■ Text segment
## start

Blueprints

Build a complete knowledge graph from CSV files using a declarative JSON blueprint. Instead of writing add_nodes / add_connections calls, describe your data in JSON — from_blueprint() handles the rest.

import kglite

graph = kglite.from_blueprint("blueprint.json")

This guide walks through building a blueprint from scratch, starting simple and adding features incrementally.

Your First Blueprint

Suppose you have a file employees.csv:

employee_id

name

department

salary

1

Alice

Engineering

95000

2

Bob

Sales

72000

3

Charlie

Engineering

88000

The blueprint to load this is:

{
  "settings": {
    "root": "./data"
  },
  "nodes": {
    "Employee": {
      "csv": "employees.csv",
      "pk": "employee_id",
      "title": "name"
    }
  }
}

That’s it. Three decisions:

  1. root — where the CSV files live (relative paths in the blueprint resolve from here)

## end

Dataset items
## start

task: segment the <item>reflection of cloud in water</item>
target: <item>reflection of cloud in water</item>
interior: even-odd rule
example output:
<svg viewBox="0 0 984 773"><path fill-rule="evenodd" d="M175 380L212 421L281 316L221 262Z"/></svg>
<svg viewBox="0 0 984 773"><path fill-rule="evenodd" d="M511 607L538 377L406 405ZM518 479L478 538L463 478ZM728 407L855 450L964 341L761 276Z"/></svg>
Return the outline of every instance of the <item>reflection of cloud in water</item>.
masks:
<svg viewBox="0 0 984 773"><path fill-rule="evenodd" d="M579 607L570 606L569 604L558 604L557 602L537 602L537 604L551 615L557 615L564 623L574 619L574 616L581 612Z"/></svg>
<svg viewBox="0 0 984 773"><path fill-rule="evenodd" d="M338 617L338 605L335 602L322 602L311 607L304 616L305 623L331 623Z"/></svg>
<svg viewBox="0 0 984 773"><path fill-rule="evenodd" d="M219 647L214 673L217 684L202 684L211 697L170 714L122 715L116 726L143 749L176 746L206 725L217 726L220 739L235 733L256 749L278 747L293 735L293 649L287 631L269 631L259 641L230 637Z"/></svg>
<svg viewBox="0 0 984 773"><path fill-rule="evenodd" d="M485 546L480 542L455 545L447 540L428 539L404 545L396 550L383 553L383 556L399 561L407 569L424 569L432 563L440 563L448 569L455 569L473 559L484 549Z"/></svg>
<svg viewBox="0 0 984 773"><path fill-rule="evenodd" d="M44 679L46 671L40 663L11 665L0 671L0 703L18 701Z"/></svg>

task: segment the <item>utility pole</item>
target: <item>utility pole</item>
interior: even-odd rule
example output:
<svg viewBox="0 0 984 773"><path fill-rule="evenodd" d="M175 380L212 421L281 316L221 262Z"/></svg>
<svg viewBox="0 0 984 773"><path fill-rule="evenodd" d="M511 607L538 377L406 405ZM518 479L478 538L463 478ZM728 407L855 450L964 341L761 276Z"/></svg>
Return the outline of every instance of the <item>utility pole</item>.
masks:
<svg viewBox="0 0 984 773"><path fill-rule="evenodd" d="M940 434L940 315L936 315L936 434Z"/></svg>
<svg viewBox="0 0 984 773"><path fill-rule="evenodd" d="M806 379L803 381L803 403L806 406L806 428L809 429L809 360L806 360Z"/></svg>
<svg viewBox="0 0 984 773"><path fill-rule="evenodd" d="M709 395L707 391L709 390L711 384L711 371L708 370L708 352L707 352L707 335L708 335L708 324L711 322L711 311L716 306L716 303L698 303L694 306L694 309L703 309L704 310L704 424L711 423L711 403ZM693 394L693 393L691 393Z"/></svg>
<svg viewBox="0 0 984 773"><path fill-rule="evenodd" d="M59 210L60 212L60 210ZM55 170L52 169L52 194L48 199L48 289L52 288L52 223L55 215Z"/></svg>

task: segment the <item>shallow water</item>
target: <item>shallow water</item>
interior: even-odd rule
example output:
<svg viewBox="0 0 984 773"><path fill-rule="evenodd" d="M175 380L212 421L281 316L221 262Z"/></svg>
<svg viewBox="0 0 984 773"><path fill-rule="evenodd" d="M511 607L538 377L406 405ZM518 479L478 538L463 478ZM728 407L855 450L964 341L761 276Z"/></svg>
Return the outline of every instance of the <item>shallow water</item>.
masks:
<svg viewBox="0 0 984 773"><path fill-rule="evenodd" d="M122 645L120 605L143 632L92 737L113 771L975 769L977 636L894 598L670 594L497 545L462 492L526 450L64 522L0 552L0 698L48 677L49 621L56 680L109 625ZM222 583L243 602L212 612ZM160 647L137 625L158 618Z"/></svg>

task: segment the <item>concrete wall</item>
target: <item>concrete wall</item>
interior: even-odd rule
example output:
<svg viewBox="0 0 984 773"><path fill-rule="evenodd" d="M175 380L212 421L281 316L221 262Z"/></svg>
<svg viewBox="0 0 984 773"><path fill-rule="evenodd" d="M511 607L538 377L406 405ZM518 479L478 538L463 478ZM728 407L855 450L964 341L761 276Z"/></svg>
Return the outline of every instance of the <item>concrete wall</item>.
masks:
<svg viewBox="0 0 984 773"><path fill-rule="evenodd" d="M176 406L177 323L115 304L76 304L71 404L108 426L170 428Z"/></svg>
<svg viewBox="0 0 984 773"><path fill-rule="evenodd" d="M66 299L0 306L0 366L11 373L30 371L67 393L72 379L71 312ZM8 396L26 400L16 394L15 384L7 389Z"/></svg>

## end

■ Exercise task 1
Answer these questions using the blueprints guide:
(a) Which function handles building the graph once the data is described in JSON?
(b) In employees.csv, what department is Bob in?
(c) In the sample blueprint, which column is given as the "pk" for Employee?
■ Exercise task 2
From the blueprints guide, extract everything from "Build a complete" down to "handles the rest.", copied word for word.
■ Exercise task 3
Extend the guide to building a knowledge graph from a JSON blueprint, picking up right after its last line.

■ Written response 1
(a) from_blueprint()
(b) Sales
(c) employee_id

■ Written response 2
Build a complete knowledge graph from CSV files using a declarative JSON blueprint. Instead of writing add_nodes / add_connections calls, describe your data in JSON — from_blueprint() handles the rest.

■ Written response 3
  2. pk — which column uniquely identifies each row (becomes the node’s id)

  3. title — which column is the display name

All other columns (department, salary) are auto-detected and stored as properties.

graph = kglite.from_blueprint("blueprint.json")
graph.cypher("MATCH (e:Employee) RETURN e.name, e.salary ORDER BY e.salary DESC")

Property Types

By default, column types are auto-detected from the CSV. Use properties to override when auto-detection isn’t enough:

{
  "Employee": {
    "csv": "employees.csv",
    "pk": "employee_id",
    "title": "name",
    "properties": {
      "salary": "float",
      "hired": "date",
      "department": "string"
    }
  }
}

Available types:

Type

Stored as

Notes

"string"

text

Default for text columns

"int"

integer

Whole numbers

"float"

float

Decimal numbers

"date"

datetime

Expects epoch milliseconds in CSV; converts to datetime

Columns not listed in properties are still loaded — they just use auto-detection. You only need to specify types when auto-detection gets it wrong.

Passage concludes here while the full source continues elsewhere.